start Text passage

The guarding industry today is very different to what it was a few years ago. Today’s industry leaders can rightfully call themselves security companies because they are very different from the man with a gun or baton we saw in the not too distant past.

Not only are the people employed better trained and deployed in more and different positions than before, the use of technology has also changed the game and the role that these companies play in society. There will always be the smaller ‘cowboys’ looking to make a buck in the industry, but the larger companies are today more professional, more connected and more efficient in how they carry out their duties.

That’s not to say the guarding industry is perfect, far from it, but it is a completely revamped industry, offering not only employment to hundreds of thousands of people, but also career paths and scope to move up the ladder.

When it comes to residential estates, security companies have also moved from providing someone to guard the gates and patrol the perimeter, to offering an integrated solution making the optimal use of human and technical resources in order to achieve the level of safety their clients require. Of course, we always hear of companies that have failed to deliver; sometimes failure is the company’s fault and at other times failure is due to the lack of cooperation from those special residents who think the rules apply to everyone but themselves.

To find out more about what guarding companies are up to and how they have adapted to the connected world and the increasing use of security technology, especially in residential estates, Hi-Tech Security Solutions invited three of the large players in the residential security market to a round table to discuss residential estate security from the service provider’s perspective.

The people representing the three companies at the round table were:

Andre Eckard, GM of Omega Training Academy, representing Omega Risk Solutions.
Andre Eckard, GM of Omega Training Academy, representing Omega Risk Solutions.

• Andre Eckard, GM of Omega Training Academy, representing Omega Risk Solutions. Eckard has a long history in the industry, only recently moving from operations into the training arena. Currently he focuses on the training offered by Omega, specifically developing estate-related training programmes among others. He has not escaped the operational side of things, however, and is also responsible for aligning the company with ISO 9001, 2008 to 2015.

Frik Wiese, regional operations manager at Xone Integrated Security.
Frik Wiese, regional operations manager at Xone Integrated Security.

• Frik Wiese, regional operations manager at Xone Integrated Security. Wiese represents Cape Town-based Xone in the inland regions. The company focuses on residential estate security and looks to set the bar when it comes to service standards.

Mark Douglas, sales director at G4S Secure Solutions.
Mark Douglas, sales director at G4S Secure Solutions.

• Mark Douglas, sales director at G4S Secure Solutions. Douglas has a dual focus at G4S. He is responsible for gaining new customers, but also for retaining the company’s existing client base in a competitive market that is made more nervous by economic uncertainly.

All three companies have businesses beyond estate security, but for the most part the round table focused on estates and the role these companies play in securing them.

Are estates a big deal?

end Text passage

Work required
Please repeat the stretch of the guarding industry passage from "The guarding industry today" through "out their duties.", word for word.

start Dataset extract

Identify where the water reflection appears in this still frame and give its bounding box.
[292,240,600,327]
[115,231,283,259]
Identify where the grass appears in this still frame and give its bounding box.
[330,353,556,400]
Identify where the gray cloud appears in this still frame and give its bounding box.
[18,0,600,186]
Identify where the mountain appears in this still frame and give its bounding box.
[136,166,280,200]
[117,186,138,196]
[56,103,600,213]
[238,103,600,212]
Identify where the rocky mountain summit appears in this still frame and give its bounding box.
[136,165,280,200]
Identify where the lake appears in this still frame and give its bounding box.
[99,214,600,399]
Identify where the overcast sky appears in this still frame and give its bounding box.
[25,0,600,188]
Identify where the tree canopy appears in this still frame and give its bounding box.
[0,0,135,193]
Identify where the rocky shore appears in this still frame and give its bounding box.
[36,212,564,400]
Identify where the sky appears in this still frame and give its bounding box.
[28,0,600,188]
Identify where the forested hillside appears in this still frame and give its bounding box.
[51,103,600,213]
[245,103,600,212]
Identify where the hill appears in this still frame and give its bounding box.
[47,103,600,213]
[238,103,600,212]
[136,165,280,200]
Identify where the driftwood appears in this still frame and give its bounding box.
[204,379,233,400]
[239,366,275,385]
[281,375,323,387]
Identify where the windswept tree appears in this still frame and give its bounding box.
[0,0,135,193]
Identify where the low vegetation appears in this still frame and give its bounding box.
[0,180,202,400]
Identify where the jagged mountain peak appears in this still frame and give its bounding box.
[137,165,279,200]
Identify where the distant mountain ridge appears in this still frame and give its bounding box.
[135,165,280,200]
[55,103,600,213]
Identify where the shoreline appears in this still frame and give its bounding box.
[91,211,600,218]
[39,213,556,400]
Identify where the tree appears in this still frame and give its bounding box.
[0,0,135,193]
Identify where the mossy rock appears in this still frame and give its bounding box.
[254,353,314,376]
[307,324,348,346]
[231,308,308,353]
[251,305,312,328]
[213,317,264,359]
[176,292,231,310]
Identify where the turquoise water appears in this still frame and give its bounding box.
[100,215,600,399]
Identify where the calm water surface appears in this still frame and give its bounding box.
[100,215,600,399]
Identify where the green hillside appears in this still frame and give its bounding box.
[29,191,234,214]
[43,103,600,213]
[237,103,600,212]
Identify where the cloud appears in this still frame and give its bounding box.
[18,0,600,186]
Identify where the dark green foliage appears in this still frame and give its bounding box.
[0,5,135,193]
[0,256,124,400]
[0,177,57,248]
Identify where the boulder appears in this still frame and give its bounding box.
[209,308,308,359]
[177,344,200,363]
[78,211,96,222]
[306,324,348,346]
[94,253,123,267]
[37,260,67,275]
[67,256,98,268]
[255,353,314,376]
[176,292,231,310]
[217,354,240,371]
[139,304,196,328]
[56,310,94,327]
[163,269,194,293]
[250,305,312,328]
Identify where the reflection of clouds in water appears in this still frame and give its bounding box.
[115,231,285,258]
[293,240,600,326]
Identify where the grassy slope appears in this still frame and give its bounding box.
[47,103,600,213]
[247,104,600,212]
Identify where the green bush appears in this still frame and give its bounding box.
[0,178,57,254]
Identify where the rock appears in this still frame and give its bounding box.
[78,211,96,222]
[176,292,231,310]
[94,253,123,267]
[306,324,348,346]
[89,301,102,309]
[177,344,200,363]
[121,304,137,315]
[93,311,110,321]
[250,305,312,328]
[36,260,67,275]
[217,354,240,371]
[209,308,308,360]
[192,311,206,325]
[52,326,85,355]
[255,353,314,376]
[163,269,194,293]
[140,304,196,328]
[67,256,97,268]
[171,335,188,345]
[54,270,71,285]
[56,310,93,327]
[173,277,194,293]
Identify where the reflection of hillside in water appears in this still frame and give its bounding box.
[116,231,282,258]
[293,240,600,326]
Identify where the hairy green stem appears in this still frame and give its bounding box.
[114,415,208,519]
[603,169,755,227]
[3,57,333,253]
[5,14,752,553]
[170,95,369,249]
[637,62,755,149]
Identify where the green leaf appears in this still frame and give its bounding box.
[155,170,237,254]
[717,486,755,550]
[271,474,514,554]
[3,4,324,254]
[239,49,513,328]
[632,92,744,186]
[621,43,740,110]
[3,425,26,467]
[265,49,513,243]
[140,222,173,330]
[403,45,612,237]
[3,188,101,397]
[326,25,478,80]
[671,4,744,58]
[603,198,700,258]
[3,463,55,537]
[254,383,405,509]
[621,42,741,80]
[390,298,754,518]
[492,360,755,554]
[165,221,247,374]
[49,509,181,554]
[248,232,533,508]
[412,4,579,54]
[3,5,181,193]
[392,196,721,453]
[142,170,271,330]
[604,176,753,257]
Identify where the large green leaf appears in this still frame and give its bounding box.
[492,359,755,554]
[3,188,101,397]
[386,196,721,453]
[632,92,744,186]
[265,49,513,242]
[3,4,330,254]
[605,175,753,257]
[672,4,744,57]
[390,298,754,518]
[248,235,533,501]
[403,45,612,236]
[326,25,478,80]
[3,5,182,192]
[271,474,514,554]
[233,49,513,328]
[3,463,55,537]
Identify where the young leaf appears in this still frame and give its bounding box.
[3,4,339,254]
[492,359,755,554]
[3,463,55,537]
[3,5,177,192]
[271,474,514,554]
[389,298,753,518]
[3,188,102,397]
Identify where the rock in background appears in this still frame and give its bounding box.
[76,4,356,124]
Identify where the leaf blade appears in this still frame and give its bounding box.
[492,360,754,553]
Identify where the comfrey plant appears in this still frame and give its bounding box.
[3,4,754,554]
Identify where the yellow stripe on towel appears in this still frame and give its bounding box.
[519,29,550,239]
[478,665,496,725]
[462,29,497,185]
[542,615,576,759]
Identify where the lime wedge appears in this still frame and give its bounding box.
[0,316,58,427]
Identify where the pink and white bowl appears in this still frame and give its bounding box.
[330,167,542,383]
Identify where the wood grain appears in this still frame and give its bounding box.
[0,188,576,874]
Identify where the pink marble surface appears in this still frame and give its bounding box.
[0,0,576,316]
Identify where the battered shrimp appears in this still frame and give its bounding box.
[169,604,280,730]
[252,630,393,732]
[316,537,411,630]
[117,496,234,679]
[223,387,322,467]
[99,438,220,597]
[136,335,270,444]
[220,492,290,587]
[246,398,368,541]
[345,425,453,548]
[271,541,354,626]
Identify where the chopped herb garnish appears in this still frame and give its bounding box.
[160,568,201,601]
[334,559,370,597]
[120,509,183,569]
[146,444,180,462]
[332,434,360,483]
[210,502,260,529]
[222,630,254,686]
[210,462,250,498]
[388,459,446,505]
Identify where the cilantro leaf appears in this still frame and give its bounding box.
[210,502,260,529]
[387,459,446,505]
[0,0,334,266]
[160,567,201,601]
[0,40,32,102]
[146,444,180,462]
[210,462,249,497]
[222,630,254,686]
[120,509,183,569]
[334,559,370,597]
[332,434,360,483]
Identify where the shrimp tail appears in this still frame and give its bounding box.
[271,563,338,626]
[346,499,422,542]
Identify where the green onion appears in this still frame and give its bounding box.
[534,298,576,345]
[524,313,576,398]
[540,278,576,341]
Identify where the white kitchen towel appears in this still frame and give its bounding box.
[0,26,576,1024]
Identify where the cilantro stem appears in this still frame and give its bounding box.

end Dataset extract

Response
The guarding industry today is very different to what it was a few years ago. Today’s industry leaders can rightfully call themselves security companies because they are very different from the man with a gun or baton we saw in the not too distant past.

Not only are the people employed better trained and deployed in more and different positions than before, the use of technology has also changed the game and the role that these companies play in society. There will always be the smaller ‘cowboys’ looking to make a buck in the industry, but the larger companies are today more professional, more connected and more efficient in how they carry out their duties.